## [WHAT YOU SHOULD DO]
Retype the entries between the line holding "pedestrian standing -> point" and the line holding "paved square -> point", inclusive.

## [RECORDS PROVIDED]
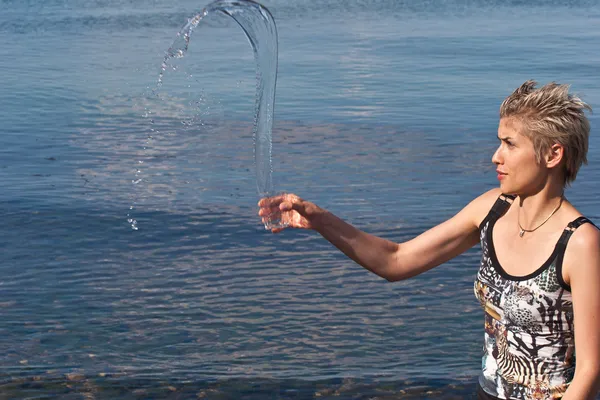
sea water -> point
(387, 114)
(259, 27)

--

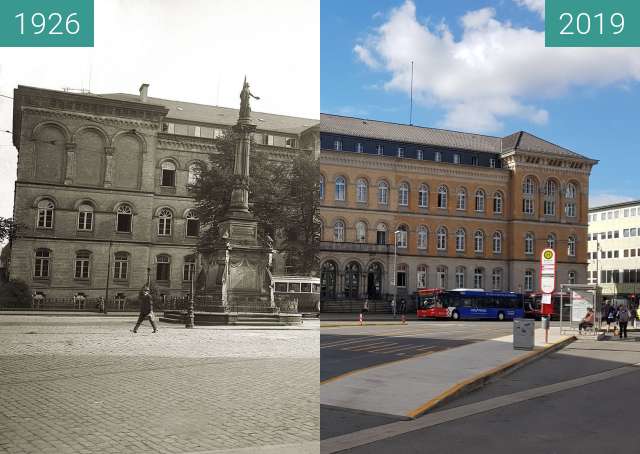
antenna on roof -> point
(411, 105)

---

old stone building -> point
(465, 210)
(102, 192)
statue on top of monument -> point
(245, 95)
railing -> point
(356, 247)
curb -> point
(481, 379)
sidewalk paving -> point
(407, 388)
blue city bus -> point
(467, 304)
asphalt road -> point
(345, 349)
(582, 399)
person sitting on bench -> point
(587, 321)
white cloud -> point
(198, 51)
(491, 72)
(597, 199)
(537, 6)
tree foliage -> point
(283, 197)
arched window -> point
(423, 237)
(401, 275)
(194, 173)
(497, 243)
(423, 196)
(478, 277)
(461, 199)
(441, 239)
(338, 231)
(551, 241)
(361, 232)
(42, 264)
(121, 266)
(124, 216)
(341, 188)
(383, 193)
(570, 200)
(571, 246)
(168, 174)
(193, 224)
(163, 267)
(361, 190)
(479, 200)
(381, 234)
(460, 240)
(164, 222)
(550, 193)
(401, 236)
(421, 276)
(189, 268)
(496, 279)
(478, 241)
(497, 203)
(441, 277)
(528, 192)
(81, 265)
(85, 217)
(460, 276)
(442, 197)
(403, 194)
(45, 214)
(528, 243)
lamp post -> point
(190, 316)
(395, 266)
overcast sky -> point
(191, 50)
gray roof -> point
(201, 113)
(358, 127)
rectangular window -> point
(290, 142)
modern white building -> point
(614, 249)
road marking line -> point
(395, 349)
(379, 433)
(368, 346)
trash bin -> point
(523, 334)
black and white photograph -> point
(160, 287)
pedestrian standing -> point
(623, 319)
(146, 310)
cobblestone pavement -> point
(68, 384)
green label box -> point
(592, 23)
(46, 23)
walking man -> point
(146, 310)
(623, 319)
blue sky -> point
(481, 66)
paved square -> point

## [SOLVED EXERCISE]
pedestrian standing -> point
(623, 319)
(146, 310)
cobblestone pavement -> point
(68, 384)
green label box -> point
(592, 23)
(46, 23)
walking man -> point
(146, 310)
(623, 319)
blue sky -> point
(481, 66)
paved square -> point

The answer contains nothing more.